TASK REQUIREMENTS: Could you copy the lines below exactly, leaving none out?

BEGIN DATA RECORDS

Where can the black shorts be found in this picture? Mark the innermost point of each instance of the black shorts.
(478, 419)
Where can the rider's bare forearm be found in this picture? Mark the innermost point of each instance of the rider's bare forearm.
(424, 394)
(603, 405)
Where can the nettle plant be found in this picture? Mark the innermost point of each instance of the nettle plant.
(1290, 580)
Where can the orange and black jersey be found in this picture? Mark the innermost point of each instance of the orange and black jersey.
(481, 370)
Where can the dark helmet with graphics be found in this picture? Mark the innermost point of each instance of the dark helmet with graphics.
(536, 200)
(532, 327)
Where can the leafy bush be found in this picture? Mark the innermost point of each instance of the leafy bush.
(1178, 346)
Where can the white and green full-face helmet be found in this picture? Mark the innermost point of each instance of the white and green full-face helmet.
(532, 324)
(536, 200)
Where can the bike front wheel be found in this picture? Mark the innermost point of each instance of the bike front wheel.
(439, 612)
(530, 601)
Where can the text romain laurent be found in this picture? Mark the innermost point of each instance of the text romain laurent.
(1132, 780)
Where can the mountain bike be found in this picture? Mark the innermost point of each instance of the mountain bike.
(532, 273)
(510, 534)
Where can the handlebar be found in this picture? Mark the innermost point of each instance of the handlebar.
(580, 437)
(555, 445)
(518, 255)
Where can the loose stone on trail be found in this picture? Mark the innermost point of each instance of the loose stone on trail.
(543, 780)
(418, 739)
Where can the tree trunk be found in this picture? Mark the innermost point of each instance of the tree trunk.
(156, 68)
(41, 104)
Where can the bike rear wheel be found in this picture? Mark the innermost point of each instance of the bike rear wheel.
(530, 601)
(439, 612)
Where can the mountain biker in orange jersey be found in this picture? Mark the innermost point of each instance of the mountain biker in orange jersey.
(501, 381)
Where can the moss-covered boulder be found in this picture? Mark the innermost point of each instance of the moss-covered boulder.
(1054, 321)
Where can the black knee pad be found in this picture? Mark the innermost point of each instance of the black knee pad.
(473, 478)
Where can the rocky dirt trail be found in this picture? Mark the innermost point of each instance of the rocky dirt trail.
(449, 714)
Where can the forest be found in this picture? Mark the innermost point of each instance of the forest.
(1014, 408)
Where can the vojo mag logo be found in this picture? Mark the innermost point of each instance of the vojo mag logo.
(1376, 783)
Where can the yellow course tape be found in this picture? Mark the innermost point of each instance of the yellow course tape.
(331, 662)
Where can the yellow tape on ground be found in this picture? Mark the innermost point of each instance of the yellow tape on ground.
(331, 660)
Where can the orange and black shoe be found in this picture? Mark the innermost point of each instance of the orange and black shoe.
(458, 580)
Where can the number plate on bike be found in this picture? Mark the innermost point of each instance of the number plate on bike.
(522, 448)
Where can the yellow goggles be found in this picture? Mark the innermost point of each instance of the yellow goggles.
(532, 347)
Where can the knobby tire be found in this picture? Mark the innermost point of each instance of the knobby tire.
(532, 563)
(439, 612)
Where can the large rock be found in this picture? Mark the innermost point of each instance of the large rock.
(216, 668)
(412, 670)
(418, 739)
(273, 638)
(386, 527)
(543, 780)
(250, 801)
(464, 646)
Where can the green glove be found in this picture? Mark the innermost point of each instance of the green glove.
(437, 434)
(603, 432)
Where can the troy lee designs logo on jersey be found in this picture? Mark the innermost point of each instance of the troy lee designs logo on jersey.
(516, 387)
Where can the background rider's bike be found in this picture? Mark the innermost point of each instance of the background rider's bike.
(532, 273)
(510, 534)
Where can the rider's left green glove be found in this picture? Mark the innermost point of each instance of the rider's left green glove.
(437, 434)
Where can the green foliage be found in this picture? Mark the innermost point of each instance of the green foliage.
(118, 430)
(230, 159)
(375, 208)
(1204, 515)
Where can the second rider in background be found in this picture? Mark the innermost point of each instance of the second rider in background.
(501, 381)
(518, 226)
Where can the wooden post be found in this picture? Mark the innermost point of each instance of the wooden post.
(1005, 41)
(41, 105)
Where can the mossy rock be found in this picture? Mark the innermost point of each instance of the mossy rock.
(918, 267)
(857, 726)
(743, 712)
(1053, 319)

END DATA RECORDS

ANSWER SECTION:
Where can the black shorts be found in this picture? Mark the innermost point of each instance of the black shorts.
(478, 419)
Where can the rider's bare forearm be found in this picture? Mark the innermost point of each instance of the rider's bare forearm.
(424, 394)
(603, 405)
Where can the nettle plant be found in this picture? Mark the innermost point of each instance of the nettle plant.
(1290, 580)
Where can the orange and black jersey be found in this picture? Mark the innermost point of each instance of the orange and black jersey.
(481, 370)
Where can the dark helmet with graphics be found in this picture? Mark the innermost point of each instance of the dark helmet with graphics.
(536, 200)
(532, 327)
Where can the leafy bush be found in this picture? Mark the innermost point of each instance of the leafy bush.
(1178, 346)
Where can the white and green full-face helmet be found in this picture? Mark the innermost point of each instance of the white and green full-face helmet.
(532, 324)
(536, 200)
Where can the bike front wheel be found in this picture? Mark the innermost point of each instance of the bike front wheel.
(439, 612)
(530, 601)
Where can the text romain laurent be found in this picture? Mark the innermost point of each instance of the text romain laurent.
(1132, 780)
Where can the mountain bike be found in this picture? Mark the innermost point of each instance of the mountain bike.
(532, 273)
(510, 534)
Where can the handlebar be found in this picture? Mark the innermost point of each instance of the handlebar.
(580, 437)
(555, 445)
(518, 255)
Where can the loose stone on trail be found in this picture? Mark the innermost point of each instance of the loose stone on trail.
(543, 780)
(418, 739)
Where can the tree trunk be found in this picture? Mark the innermost point of each instance of the tree trunk.
(156, 68)
(41, 104)
Where can the bike rear wheel be found in this picture? Mark the innermost point of each instance of the bike rear wheel.
(530, 601)
(439, 612)
Where can the mountain biker in orange jersey be found in this picture? Mark the innermost point of each instance of the mountain biker in orange jersey.
(501, 381)
Where can the moss-covered boulder be found in this picture? Mark the innermost point of each instance of the moss-covered boulder.
(1054, 321)
Where can the black knee pad be found in this picture? Mark the innermost point of each instance of the black knee pad.
(473, 478)
Where can the rocky dirt trail be found in this picture? Mark the innermost point of each instance of the rocky dirt trail.
(449, 714)
Where can the forest be found in this picture? Mark the innermost point of each instance of the forest.
(1014, 408)
Where can the vojo mag logo be found in this picture? Mark the innermost point of each instance of the vojo mag logo.
(1376, 783)
Where can the yellow course tape be found in this picture? Mark the innermost point of each instance of the yellow course tape.
(331, 662)
Where can the yellow tape on ground be found in this picture? Mark the innermost point of each instance of the yellow tape on ground.
(331, 660)
Where can the orange and black shoe be found in this picture? Mark the innermost point of each instance of the orange and black shoe.
(458, 580)
Where can the number plate on bike be found in this picture? Mark the innermost point of each instance of the number plate on bike.
(522, 448)
Where can the yellow goggles be found in this picture? Mark the innermost point of each instance of the yellow goggles.
(532, 347)
Where can the knobby tire be found in this picture? Mark the innermost point of each instance of the knobby tire.
(532, 563)
(439, 612)
Where can the large rock be found in this picture? Mark the innermost point of each instance of the large rock.
(216, 668)
(412, 670)
(418, 739)
(273, 638)
(386, 527)
(543, 780)
(250, 801)
(464, 646)
Where can the green glove be found in this picture? Mark the innermost point of each instance of the green glove.
(437, 434)
(603, 432)
Where can the troy lee designs logo on jersey be found in this picture? Mark the innermost point of each instance of the troy lee designs logo on jersey.
(516, 387)
Where can the background rider's bike be found in this picture? Mark the innermost point of each instance of the background rider's bike.
(532, 273)
(510, 534)
Where can the rider's left green glove be found in this picture? Mark the innermost point of each instance of the rider's left green glove.
(437, 434)
Where can the green foliage be found in this picture? Mark the innermost point of each instance of the green foliage.
(118, 430)
(230, 159)
(375, 208)
(1204, 515)
Where can the second rider in background be found in this picture? Mark the innermost point of each instance of the second rider in background.
(501, 381)
(518, 226)
Where can the wooden post be found in this picture? Mark the innermost point of each instance of the wooden post.
(1005, 41)
(41, 105)
Where can the mossy rock be found in this picture? Mark the innermost point of each instance of the mossy rock.
(918, 267)
(857, 726)
(743, 712)
(1053, 319)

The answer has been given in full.